Problem requirements -
Every line of the data below is to be retyped exactly.

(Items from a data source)
::::::::::

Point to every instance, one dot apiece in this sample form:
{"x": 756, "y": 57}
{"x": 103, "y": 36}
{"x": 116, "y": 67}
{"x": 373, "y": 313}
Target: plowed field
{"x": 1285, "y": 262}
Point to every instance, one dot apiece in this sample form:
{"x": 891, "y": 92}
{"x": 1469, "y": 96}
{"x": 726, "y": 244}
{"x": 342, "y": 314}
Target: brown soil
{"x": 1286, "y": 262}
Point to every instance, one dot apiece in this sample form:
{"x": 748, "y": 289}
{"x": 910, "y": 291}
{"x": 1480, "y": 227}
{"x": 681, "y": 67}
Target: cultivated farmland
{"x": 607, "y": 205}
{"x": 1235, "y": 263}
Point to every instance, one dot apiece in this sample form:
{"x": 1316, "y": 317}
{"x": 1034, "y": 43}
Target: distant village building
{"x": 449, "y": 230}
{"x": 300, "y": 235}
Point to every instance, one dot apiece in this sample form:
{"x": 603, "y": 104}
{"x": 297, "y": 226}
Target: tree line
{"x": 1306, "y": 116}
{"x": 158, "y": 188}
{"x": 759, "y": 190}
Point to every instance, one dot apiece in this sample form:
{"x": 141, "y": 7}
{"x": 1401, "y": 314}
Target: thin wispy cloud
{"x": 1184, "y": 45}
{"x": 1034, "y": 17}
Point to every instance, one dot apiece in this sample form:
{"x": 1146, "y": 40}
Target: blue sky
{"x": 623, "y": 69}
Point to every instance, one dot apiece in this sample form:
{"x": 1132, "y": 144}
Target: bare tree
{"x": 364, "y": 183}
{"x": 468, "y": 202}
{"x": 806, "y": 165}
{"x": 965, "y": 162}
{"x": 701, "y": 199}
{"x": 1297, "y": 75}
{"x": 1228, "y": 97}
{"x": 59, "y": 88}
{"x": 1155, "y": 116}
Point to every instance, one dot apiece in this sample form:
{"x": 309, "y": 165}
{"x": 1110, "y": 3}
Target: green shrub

::::::::::

Result for this task -
Point to every instance, one dot apiece in this sample form:
{"x": 756, "y": 57}
{"x": 103, "y": 36}
{"x": 116, "y": 67}
{"x": 373, "y": 313}
Target: plowed field
{"x": 1285, "y": 262}
Point to every instance, one dot apiece in this sample form:
{"x": 891, "y": 92}
{"x": 1469, "y": 96}
{"x": 726, "y": 244}
{"x": 342, "y": 314}
Target: brown soil
{"x": 1286, "y": 262}
Point to every instance, one dot apiece in this sample form:
{"x": 748, "y": 289}
{"x": 910, "y": 291}
{"x": 1480, "y": 227}
{"x": 681, "y": 67}
Target: cultivated farmland
{"x": 607, "y": 205}
{"x": 1235, "y": 263}
Point to every instance, one dot apiece in this sample form:
{"x": 1316, "y": 317}
{"x": 1034, "y": 43}
Target: distant village building
{"x": 449, "y": 230}
{"x": 300, "y": 235}
Point to every instance, one dot apiece in this sample form:
{"x": 603, "y": 104}
{"x": 297, "y": 226}
Target: tree line
{"x": 1306, "y": 116}
{"x": 158, "y": 188}
{"x": 759, "y": 190}
Point to every instance, one dot apiece in this sample form:
{"x": 141, "y": 7}
{"x": 1401, "y": 314}
Target: thin wispy cloud
{"x": 1184, "y": 45}
{"x": 1034, "y": 17}
Point to every instance, one dot apiece in this sample form:
{"x": 1146, "y": 40}
Target: blue sky
{"x": 623, "y": 69}
Point to every instance, one dot apiece in this sample form:
{"x": 1132, "y": 144}
Target: bare tree
{"x": 364, "y": 183}
{"x": 468, "y": 202}
{"x": 806, "y": 165}
{"x": 965, "y": 162}
{"x": 701, "y": 199}
{"x": 1297, "y": 75}
{"x": 1228, "y": 97}
{"x": 59, "y": 88}
{"x": 1155, "y": 116}
Point to every instance, one dot apiece in this sample form:
{"x": 309, "y": 165}
{"x": 1110, "y": 3}
Target: green shrub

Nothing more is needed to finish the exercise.